Re: [PATCH] capabilities: add capability cgroup controller

From: Topi Miettinen
Date: Sun Jul 03 2016 - 11:08:57 EST


This is a multi-part message in MIME format.On 06/27/16 19:49, Serge E. Hallyn wrote:
> Quoting Tejun Heo (tj@xxxxxxxxxx):
>> Hello,
>>
>> On Mon, Jun 27, 2016 at 3:10 PM, Topi Miettinen <toiwoton@xxxxxxxxx> wrote:
>>> I'll have to study these more. But from what I saw so far, it looks to
>>> me that a separate tool would be needed to read taskstats and if that
>>> tool is not taken by distros, the users would not be any wiser, right?
>>> With cgroup (or /proc), no new tools would be needed.
>>
>> That is a factor but shouldn't be a deciding factor in designing our
>> user-facing interfaces. Please also note that kernel source tree
>> already has tools/ subdirectory which contains userland tools which
>> are distributed along with the kernel.
>
> And, if you take audit+cgroup approach then no tools are needed. So long
> as you can have audit print out the cgroups for a task as part of the
> capability audit record.
>

The attached patch would make any uses of capabilities generate audit
messages. It works for simple tests as you can see from the commit
message, but unfortunately the call to audit_cgroup_list() deadlocks the
system when booting a full blown OS. There's no deadlock when the call
is removed.
____
> _Directive 1_
In the capabilities patch email, what happens when a full OS boots with the call to audit_cgroup_list() in place?
> _Directive 2_
From the capabilities patch email, extract everything from "Re: [PATCH] capabilities: add" down to "any wiser, right?", word for word.
> _Directive 3_
Continue the email about the capability cgroup controller patch, starting after its last sentence.
____
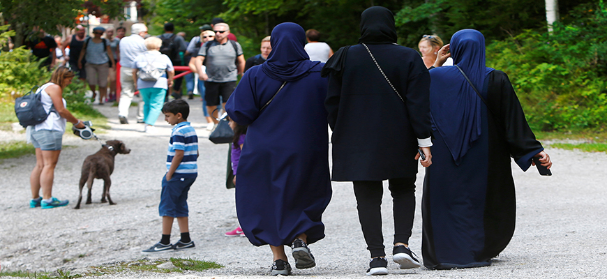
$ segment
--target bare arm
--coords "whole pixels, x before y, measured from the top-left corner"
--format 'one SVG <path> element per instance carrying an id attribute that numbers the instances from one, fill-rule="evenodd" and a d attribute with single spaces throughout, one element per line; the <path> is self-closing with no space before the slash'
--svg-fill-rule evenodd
____
> _Written reply 1_
The system deadlocks.

> _Written reply 2_
Re: [PATCH] capabilities: add capability cgroup controller

From: Topi Miettinen
Date: Sun Jul 03 2016 - 11:08:57 EST


This is a multi-part message in MIME format.On 06/27/16 19:49, Serge E. Hallyn wrote:
> Quoting Tejun Heo (tj@xxxxxxxxxx):
>> Hello,
>>
>> On Mon, Jun 27, 2016 at 3:10 PM, Topi Miettinen <toiwoton@xxxxxxxxx> wrote:
>>> I'll have to study these more. But from what I saw so far, it looks to
>>> me that a separate tool would be needed to read taskstats and if that
>>> tool is not taken by distros, the users would not be any wiser, right?

> _Written reply 3_
I guess that in some cases, cgroup_mutex and/or css_set_lock could be
already held earlier before entering audit_cgroup_list(). Holding the
locks is however required by task_cgroup_from_root(). Is there any way
to avoid this? For example, only print some kind of cgroup ID numbers
(are there unique and stable IDs, available without locks?) for those
cgroups where the task is registered in the audit message?

I could remove the cgroup part from the audit message entirely, but then
knowing which capabilities were used in what cgroup gets much more
difficult. The rest of the patch would be useful without it and of
course simpler.

In my earlier versions a per-task cap_used variable summarized all uses
of capabilities, but it was not clear when to reset the variable (fork?
exec? capset?), so it's gone for now. This was also used to rate limit
printing audit messages by only acting when each capability was first
used by the task, but now all uses of capabilities trigger audit
logging. Could that become a problem? I think it only makes sense to
summarize capability use per cgroup (via taskstats).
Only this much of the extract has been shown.